Reproduce the data below word for word, everything from the line containing "TARGET = woman's shoulder" down to the final line of the data, both included.

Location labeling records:
_ _ _ _ _ _ _
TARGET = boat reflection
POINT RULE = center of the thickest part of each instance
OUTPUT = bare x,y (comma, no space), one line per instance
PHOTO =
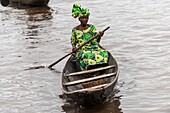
109,107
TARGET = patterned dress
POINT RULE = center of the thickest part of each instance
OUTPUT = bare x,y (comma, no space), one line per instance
91,53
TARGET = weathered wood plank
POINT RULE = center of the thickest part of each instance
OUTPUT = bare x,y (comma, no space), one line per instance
88,79
90,71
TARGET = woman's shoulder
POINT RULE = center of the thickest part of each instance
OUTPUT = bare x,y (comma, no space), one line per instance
92,26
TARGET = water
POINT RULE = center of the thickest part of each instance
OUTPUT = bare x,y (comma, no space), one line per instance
138,39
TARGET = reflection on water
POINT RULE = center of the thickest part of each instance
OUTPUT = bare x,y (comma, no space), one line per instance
138,39
109,107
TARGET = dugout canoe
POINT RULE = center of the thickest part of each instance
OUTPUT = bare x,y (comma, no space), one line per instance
91,87
25,2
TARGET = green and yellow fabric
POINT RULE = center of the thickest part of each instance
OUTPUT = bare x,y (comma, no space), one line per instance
91,53
78,12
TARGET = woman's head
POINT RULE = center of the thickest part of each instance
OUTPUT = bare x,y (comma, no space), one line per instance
78,12
83,20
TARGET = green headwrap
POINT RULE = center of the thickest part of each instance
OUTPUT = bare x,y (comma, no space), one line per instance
_ _ _ _ _ _ _
▸ Solution to this problem:
TARGET = woman's shoulder
POINT RULE = center of the thickest part of each instance
OUTPUT = bare x,y (comma, no space), one line per instance
92,26
TARGET = water
POINT RULE = center of the thickest part of each instance
OUTPUT = bare x,y (comma, no space), one line per instance
138,39
TARGET = reflection on water
POINT RULE = center of the thickest part of each instance
OUTPUT = bare x,y (comma, no space), one line per instance
138,39
109,107
TARGET = dugout canoe
POINT RULE = center of the thickest part of each instance
OUTPUT = bare x,y (comma, no space), one line per instance
91,87
25,2
TARGET = green and yellow fabric
POINT RULE = center of the thickest part of each instance
OUTPUT = bare x,y (comma, no space), one line per instance
91,53
78,12
TARGET = woman's head
POINT RULE = center of the thickest part of each instance
OUTPUT = bare x,y (comma, no space), one line per instance
78,12
83,20
TARGET = green headwrap
POINT RULE = center of the thickest part of each instance
OUTPUT = bare x,y (comma, no space), one line per instance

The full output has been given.